** BEGIN RECORDS FOR PROCESSING **
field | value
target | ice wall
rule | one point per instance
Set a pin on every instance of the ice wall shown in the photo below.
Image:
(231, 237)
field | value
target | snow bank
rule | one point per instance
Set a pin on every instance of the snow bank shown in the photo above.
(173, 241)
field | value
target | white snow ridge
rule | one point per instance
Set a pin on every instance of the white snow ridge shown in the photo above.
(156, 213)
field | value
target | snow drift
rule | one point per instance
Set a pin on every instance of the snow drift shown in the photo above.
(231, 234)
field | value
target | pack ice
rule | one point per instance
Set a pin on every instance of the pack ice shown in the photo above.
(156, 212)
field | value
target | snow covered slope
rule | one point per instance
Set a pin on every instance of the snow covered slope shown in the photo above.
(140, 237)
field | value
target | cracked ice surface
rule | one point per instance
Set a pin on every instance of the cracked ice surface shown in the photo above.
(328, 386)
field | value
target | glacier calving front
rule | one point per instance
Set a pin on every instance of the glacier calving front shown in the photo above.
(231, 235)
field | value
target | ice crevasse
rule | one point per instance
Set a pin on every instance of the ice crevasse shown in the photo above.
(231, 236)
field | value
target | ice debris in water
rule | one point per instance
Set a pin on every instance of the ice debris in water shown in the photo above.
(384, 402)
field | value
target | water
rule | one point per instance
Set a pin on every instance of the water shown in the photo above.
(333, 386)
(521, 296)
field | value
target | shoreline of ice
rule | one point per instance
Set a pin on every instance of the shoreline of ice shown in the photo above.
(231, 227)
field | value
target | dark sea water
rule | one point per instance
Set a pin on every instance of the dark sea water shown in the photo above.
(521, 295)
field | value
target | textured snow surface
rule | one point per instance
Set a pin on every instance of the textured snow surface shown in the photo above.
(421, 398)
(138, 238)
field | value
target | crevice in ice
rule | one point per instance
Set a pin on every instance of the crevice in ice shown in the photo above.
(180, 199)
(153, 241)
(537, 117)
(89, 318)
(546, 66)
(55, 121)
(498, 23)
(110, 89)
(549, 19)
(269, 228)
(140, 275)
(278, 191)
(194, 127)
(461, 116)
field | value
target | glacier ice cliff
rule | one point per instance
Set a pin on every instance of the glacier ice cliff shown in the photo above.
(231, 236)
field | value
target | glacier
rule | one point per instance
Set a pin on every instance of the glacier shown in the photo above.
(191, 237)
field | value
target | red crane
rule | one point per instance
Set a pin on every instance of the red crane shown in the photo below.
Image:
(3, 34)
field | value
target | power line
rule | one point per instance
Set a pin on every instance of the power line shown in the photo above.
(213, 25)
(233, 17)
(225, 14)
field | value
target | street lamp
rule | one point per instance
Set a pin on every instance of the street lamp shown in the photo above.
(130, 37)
** END RECORDS FOR PROCESSING **
Provide all the records again, word for word.

field | value
target | ice wall
rule | one point per instance
Set a pin on every instance of the ice wall shown in the photo below.
Image:
(231, 237)
field | value
target | snow bank
rule | one point per instance
Set a pin on every instance of the snow bank shown in the photo above.
(173, 241)
field | value
target | white snow ridge
rule | one point per instance
Set a pin on every instance of the white snow ridge shown in the photo above.
(156, 213)
field | value
target | snow drift
rule | one point per instance
Set a pin on every instance of the snow drift shown in the photo above.
(231, 234)
field | value
target | pack ice
rule | one point per instance
Set a pin on every instance of the pack ice shown in the photo above.
(156, 212)
field | value
target | snow covered slope
rule | one point per instance
Set a pin on every instance of the snow covered slope shown in the photo above.
(140, 237)
field | value
target | cracked ice surface
rule | one point per instance
Set a pin on every instance of the cracked ice surface shown in the photo above.
(328, 386)
field | value
target | glacier calving front
rule | one point per instance
Set a pin on every instance of the glacier calving front shown in the photo above.
(231, 235)
field | value
target | ice crevasse
rule | one point per instance
Set a pin on every instance of the ice crevasse shown in the photo above.
(231, 236)
field | value
target | ice debris in water
rule | one point per instance
Set a pin on every instance of the ice debris in water shown in the photo above.
(384, 402)
field | value
target | water
rule | one point per instance
Set a pin on every instance of the water shown in the photo above.
(333, 386)
(521, 296)
field | value
target | shoreline of ice
rule | one point per instance
Set a pin on every instance of the shoreline of ice shown in the photo above.
(231, 227)
field | value
target | dark sea water
rule | one point per instance
Set a pin on every instance of the dark sea water shown in the photo above.
(521, 295)
field | value
target | textured snow surface
rule | one point per instance
Set a pin on every instance of the textured snow surface shown in the photo above.
(421, 398)
(138, 238)
field | value
target | crevice in ice
rule | one point per instance
Set a pin on every instance of the crevice in ice shown in the photo above.
(180, 199)
(153, 241)
(537, 117)
(89, 318)
(546, 66)
(55, 121)
(498, 23)
(110, 89)
(549, 19)
(269, 228)
(140, 275)
(278, 191)
(194, 127)
(461, 116)
field | value
target | glacier ice cliff
rule | one point per instance
Set a pin on every instance of the glacier ice cliff shown in the photo above.
(231, 236)
field | value
target | glacier
rule | one point per instance
Set a pin on every instance of the glacier shown in the photo above.
(191, 237)
field | value
target | red crane
rule | one point per instance
Set a pin on every instance of the red crane shown in the photo below.
Image:
(3, 34)
field | value
target | power line
rule | one point per instance
Set a pin on every instance of the power line shown in the photo above.
(213, 25)
(233, 17)
(225, 14)
field | value
target | street lamp
rule | one point per instance
Set a pin on every instance of the street lamp shown in the photo above.
(130, 37)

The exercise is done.